# Exercise objective
Tally the lines in the records below that contain the string "hair", and reply with that number alone.
•••••
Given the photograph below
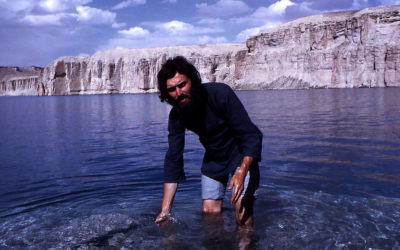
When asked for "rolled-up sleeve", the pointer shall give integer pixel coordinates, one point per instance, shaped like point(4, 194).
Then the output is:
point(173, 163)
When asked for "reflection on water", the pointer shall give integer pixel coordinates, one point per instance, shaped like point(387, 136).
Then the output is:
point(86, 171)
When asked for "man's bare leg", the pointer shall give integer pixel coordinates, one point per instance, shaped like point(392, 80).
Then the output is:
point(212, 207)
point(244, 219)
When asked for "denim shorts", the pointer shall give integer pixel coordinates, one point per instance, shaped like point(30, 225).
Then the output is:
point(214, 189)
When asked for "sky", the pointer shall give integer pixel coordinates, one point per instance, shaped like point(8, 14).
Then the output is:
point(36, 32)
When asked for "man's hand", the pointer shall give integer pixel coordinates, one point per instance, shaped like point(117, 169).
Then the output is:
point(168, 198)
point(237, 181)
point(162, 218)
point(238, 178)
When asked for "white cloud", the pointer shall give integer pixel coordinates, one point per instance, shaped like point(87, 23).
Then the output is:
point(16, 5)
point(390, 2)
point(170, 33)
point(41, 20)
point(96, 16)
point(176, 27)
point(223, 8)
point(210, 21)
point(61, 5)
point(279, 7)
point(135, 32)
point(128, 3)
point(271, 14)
•••••
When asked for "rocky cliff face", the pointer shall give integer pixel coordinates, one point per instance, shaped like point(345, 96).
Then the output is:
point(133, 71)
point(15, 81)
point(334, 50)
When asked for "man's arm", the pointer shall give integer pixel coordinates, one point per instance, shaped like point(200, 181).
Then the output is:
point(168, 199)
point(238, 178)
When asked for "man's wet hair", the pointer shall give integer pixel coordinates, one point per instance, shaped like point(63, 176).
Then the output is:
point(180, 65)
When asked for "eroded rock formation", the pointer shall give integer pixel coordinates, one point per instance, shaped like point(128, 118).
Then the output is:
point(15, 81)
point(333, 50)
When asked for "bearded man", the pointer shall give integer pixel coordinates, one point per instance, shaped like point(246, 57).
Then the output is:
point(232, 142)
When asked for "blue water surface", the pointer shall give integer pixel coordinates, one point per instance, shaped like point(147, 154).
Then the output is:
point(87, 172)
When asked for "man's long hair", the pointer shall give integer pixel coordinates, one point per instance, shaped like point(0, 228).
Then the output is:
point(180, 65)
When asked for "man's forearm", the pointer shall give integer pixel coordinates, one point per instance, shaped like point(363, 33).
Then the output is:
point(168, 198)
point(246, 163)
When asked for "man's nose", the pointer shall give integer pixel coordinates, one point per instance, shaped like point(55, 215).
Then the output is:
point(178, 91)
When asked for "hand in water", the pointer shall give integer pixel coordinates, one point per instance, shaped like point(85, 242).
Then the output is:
•••••
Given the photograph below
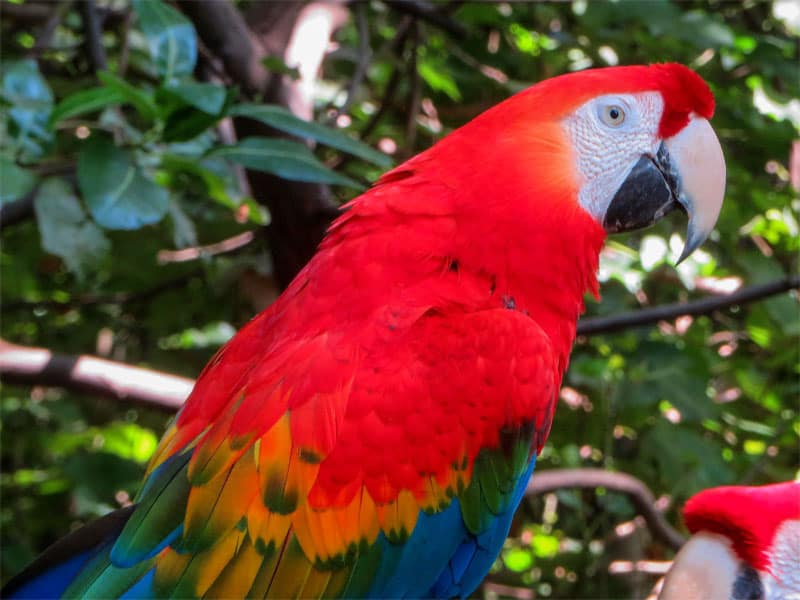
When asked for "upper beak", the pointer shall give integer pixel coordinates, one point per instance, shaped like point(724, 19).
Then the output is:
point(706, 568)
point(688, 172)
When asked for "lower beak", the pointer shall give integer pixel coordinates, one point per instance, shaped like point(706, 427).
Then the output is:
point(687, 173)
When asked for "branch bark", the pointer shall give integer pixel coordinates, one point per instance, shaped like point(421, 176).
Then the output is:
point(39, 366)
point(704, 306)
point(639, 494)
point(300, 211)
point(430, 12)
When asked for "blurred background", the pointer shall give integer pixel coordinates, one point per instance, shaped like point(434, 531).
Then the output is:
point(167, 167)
•••••
# Finished task
2